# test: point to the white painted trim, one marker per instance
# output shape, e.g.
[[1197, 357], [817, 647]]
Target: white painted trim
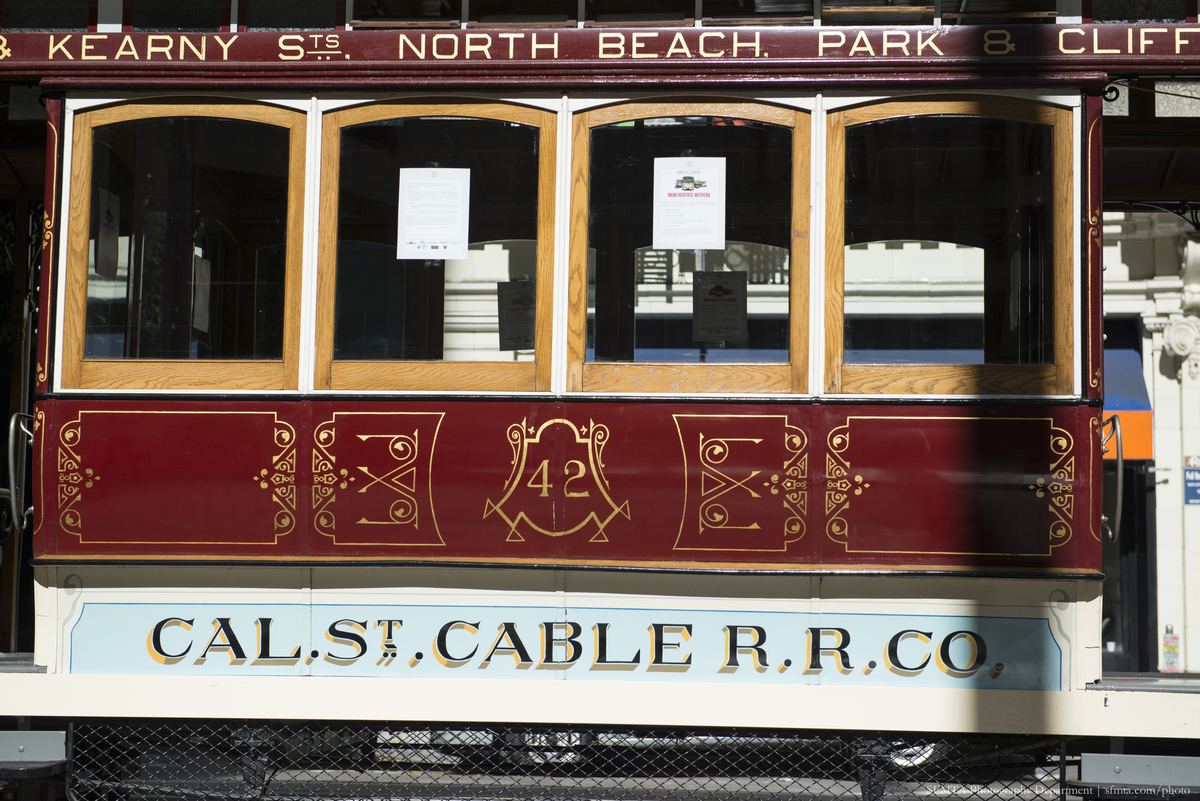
[[84, 101], [835, 101], [1078, 119], [336, 102], [562, 250], [309, 266], [60, 244], [816, 251], [46, 618], [1072, 712]]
*****
Goal
Rewrite the records above with "marker" changed to "point" and everything else kept as is, and omit the pictures.

Correct response
# test: point to the white painted trim, one point per instance
# output shape, e.g.
[[1197, 357], [817, 647]]
Target: white painted trim
[[84, 101], [835, 101], [1078, 119], [336, 102], [562, 250], [309, 266], [60, 244], [816, 251], [46, 618], [1072, 712]]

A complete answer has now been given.